Extract every line of the material below and reproduce each one verbatim, in its original order.

::: Record extracts :::

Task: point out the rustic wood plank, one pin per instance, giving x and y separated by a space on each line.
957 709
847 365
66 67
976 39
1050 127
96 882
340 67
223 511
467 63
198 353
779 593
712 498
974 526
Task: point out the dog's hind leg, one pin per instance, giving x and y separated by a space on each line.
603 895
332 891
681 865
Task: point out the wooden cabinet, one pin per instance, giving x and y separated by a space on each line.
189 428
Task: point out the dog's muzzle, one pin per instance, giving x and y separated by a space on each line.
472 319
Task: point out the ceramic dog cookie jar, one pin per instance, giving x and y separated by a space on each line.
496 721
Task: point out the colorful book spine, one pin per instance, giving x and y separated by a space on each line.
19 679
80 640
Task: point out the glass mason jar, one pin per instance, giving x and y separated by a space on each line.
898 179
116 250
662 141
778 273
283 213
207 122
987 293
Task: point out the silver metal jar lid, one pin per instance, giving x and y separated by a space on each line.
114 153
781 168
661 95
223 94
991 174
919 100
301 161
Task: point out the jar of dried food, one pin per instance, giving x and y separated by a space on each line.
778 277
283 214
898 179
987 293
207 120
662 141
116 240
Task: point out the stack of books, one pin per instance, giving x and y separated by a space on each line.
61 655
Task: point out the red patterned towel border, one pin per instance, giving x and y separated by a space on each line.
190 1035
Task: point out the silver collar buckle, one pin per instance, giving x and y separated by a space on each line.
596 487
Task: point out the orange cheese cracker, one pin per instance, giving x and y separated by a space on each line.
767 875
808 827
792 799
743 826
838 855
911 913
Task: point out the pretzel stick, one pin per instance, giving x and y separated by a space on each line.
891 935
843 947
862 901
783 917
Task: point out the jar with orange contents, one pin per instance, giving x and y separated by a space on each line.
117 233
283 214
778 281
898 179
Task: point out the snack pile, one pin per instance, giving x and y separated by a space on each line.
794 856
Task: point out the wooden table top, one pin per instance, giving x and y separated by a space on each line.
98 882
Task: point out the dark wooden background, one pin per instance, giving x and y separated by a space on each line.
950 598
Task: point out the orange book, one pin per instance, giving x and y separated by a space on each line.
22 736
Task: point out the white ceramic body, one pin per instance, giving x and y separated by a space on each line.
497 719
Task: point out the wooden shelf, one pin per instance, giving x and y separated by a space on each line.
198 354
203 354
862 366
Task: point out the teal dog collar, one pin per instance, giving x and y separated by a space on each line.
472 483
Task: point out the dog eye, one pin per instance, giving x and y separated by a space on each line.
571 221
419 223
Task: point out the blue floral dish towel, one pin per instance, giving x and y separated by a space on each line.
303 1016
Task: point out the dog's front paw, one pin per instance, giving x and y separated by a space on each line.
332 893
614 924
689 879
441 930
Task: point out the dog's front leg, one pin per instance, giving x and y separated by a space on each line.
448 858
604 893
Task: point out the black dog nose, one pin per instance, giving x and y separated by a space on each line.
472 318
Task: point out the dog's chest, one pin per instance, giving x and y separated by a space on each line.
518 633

:::

Written response:
Task: point out the rustic wood plank, one pin per instance, giving x and y separated by a space on each line.
957 709
847 365
66 67
976 39
1050 127
96 882
340 67
223 511
467 63
198 353
779 593
712 498
974 526
Task: point out the dog's hind leg, one pin per instance, giving x and y separated by a space on each line.
603 895
332 891
681 865
Task: point out the wooden cabinet, one pin per instance, giving x and y separated by a space on each line.
189 428
Task: point out the dog's muzzle, one pin per instance, giving x and y separated by a space on each line.
472 319
Task: point out the ceramic dog cookie jar, one pin per instance, giving x and y separated by a space on each line.
496 721
Task: point out the colorful book spine, one pin per instance, giving x and y separated by a space on each line.
19 679
80 640
Task: point out the glass mason jar, one pin per instance, giving x and y separated by a space on each line.
898 179
116 250
662 141
778 273
283 213
207 122
987 293
Task: point out the silver metal jar lid, one pin per instance, giving x and y separated by a space on each line.
114 153
781 168
661 95
223 94
991 174
919 100
301 161
Task: point out the jar of dried food, one pin per instance, giving x and y separated by a space on each line.
778 277
283 214
898 179
987 293
207 120
662 141
116 240
Task: point out the stack of books, one pin per instance, giving x and y separated by a space on each line.
61 655
Task: point out the red patterned towel border, one pin per instance, giving x and y separated by a space on each line.
190 1035
Task: point out the silver collar buckle, one pin per instance, giving x and y separated by a space on each line.
596 487
Task: point out the orange cheese cracker, one pin per instance, giving x and y separated by a space on each line.
767 875
808 827
792 799
743 826
838 855
911 913
Task: point out the pretzel stick, one pin per instance, giving x and y separated by a space on each line.
891 935
843 947
862 901
783 917
Task: point out the jar with orange contents, one pin per instance, giving x and y separated by a space on each line.
117 233
283 214
778 281
898 179
Task: point out the snack pile, one pin per instance, giving x and y separated by a space on each line.
794 856
Task: point out the wooden table top, one pin per instance, giving x and y separated by a space on each line.
98 882
Task: point out the dark wooden background, one pin per instance, giving x and y separated by a space on each line.
950 598
Task: point out the orange book, one pin per instance, giving x and y separated by a space on each line.
22 736
Task: point out the white ceramic body, one pin per instance, giving x and y separated by a space on each line.
497 719
Task: point out the wooden shelf, one pin per instance, giving x and y separated by a space on each line.
198 354
203 354
862 366
Task: point out the teal dog collar, one pin per instance, giving x and y separated by a space on each line.
472 483
Task: point out the dog eye, one pin per instance, giving x and y separated by a space on each line.
571 221
419 223
Task: point out the blue floral dish towel, one pin per instance, giving x and y separated by a space on each line.
303 1016
Task: point out the dog's front paw, one pin per instance, giving x and y separated by a space on each line.
332 893
614 924
689 879
441 930
Task: point out the dog's front leg, one pin per instance, giving x and y separated by a space on each line.
448 858
604 893
Task: point out the black dog nose, one pin per instance, giving x and y separated by a space on each line.
472 318
Task: point out the dog's chest, one pin per instance, giving x and y separated by a space on each line.
518 633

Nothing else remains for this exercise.